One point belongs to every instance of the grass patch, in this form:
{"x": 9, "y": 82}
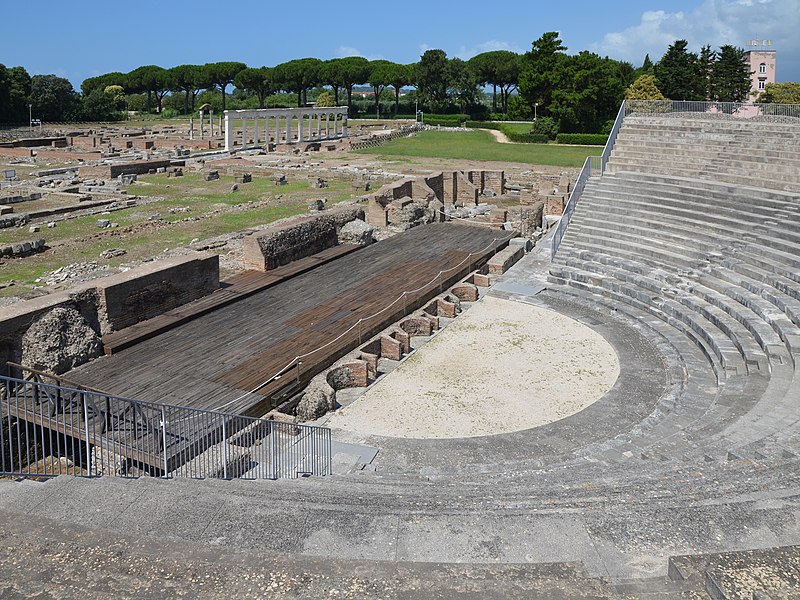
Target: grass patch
{"x": 481, "y": 145}
{"x": 213, "y": 210}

Exercise →
Lay out the lines above as a Markdown table with the columns "Row" and "Line text," numbering each row and omitting blank lines. Leave the pictures out of the table.

Response →
| Row | Line text |
|---|---|
| 1 | One point belongs to every instance of the grass patch, in this form: |
| 2 | {"x": 9, "y": 82} |
| 3 | Target: grass patch |
| 4 | {"x": 481, "y": 145} |
| 5 | {"x": 213, "y": 210} |